_Exercise requirements_
1) Retype the passage on the liquid ejection head, starting with "In Modification 1" and going on through "entering the atmospheric communication ports 306.".
2) Pick out and copy every line of the entries below that contains the string "sign".

FIG. 9 is a cross-sectional view taken along the D-D line in FIG. 8A illustrating Modification 1.

In Modification 1 of the third embodiment, as illustrated in FIG. 9, the damper substrate 304 has the atmospheric communication ports 306 formed therein and is formed to be larger than the nozzle substrate 201, the actuator substrate 202, and the channel substrate 203. As the atmospheric communication ports 306, holes are formed at the opposite ends of the damper film 300 in the X direction so as to communicate with the atmosphere. This enables the liquid ejection head to maintain desired damper performance even in a case where its ambient environment changes.

Also, in a case of removing droplets attached to the ejection surface 5 with a wiper, using this modification will prevent the wiper from touching the atmospheric communication ports 306, which provides an advantageous effect of keeping the droplets from entering the atmospheric communication ports 306.

FIG. 10 is a cross-sectional view taken along the D-D line in FIG. 8A illustrating Modification 2.

In Modification 2 as a further modification of the third embodiment, as illustrated in FIG. 10, the damper substrate 304 has the atmospheric communication ports 306 formed therein, and also the atmospheric communication openings 307 are formed at the opposite ends of the channel substrate 203 at the same position as the common channels 13 in the Z direction so as to communicate with the atmospheric communication ports 306. This enables the liquid ejection head to maintain desired damper performance even in a case where its ambient environment changes.

The atmospheric communication openings 307 are formed at the same position in the Z direction as the common channels 13 to the same depth in the Z direction. Thus, the atmospheric communication openings 307 can be made in a single collective operation of processing the channel substrate 203. The width of the atmospheric communication openings 307 in the Y direction in FIG. 10 may be made smaller than the width of the damper chambers 301 as in FIG. 7A to make it difficult for foreign substances such as dust to enter the atmospheric communication openings 307 from the outside.

As described above, the damper structures are provided in the surface on the opposite side from the ejection surface, and the atmospheric communication ports are provided in the same direction as the ejection surface. This enables the liquid ejection head to maintain desired damper performance even in a case where its ambient environment changes, and also to improve the strength of adhesion to the members for supplying and collecting the liquid to and from the common openings 15.

Fourth Embodiment

A fourth embodiment of the present disclosure will now be described. Descriptions of the basic configurations in the present disclosure and the same functions and components as those in the first embodiment will be omitted, and differences will be described.

_Records for the exercise_
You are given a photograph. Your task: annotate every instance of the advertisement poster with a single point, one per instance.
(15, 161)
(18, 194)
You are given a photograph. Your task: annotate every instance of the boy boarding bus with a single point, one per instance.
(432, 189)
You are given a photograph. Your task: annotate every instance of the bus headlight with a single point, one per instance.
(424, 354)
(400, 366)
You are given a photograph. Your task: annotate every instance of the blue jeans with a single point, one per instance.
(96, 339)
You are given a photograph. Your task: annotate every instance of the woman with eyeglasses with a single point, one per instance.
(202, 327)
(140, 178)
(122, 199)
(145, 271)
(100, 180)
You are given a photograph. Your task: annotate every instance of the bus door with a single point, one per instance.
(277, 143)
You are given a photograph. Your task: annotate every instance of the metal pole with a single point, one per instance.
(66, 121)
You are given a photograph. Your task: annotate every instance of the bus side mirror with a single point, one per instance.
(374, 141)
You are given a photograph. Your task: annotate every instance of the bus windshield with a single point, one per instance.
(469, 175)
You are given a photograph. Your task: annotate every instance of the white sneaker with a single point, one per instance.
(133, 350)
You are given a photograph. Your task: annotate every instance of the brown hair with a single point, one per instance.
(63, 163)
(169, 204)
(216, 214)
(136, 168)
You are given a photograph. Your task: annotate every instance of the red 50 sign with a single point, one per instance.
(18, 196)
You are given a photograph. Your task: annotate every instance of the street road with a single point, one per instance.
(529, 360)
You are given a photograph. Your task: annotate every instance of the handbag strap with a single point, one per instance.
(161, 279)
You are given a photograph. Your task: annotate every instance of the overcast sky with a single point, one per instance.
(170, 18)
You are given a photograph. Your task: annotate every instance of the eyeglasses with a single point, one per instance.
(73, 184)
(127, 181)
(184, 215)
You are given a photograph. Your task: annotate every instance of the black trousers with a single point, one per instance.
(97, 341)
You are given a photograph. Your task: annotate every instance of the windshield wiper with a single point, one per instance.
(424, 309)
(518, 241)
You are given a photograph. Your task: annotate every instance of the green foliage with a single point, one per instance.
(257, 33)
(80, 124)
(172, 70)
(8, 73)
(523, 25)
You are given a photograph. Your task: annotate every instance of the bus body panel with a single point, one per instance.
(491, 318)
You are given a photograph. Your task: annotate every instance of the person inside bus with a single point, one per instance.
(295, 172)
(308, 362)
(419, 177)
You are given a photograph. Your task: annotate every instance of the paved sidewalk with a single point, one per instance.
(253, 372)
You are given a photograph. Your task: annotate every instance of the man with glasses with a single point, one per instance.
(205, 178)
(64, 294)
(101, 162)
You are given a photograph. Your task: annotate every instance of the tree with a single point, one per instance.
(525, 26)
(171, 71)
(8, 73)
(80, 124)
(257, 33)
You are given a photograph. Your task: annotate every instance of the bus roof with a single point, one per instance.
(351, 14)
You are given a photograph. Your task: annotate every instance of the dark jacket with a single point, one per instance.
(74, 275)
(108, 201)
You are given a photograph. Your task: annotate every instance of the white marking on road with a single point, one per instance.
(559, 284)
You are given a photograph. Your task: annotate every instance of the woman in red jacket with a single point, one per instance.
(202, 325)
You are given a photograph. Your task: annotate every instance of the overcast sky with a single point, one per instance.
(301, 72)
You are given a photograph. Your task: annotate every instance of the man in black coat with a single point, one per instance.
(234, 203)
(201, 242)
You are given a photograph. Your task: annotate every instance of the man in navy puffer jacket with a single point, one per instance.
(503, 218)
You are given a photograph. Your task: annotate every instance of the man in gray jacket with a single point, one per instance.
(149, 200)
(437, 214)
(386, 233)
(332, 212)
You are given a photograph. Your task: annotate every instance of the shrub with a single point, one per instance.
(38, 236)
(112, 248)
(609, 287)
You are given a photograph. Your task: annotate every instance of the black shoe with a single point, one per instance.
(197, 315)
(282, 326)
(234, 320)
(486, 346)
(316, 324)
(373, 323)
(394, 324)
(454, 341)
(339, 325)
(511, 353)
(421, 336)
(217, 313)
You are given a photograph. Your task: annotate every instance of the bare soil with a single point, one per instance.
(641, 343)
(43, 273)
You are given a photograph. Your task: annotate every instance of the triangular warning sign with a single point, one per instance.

_Results_
1)
In Modification 1 of the third embodiment, as illustrated in FIG. 9, the damper substrate 304 has the atmospheric communication ports 306 formed therein and is formed to be larger than the nozzle substrate 201, the actuator substrate 202, and the channel substrate 203. As the atmospheric communication ports 306, holes are formed at the opposite ends of the damper film 300 in the X direction so as to communicate with the atmosphere. This enables the liquid ejection head to maintain desired damper performance even in a case where its ambient environment changes.

Also, in a case of removing droplets attached to the ejection surface 5 with a wiper, using this modification will prevent the wiper from touching the atmospheric communication ports 306, which provides an advantageous effect of keeping the droplets from entering the atmospheric communication ports 306.

2)
You are given a photograph. Your task: annotate every instance of the red 50 sign with a single point, one per instance.
You are given a photograph. Your task: annotate every instance of the triangular warning sign with a single point, one per instance.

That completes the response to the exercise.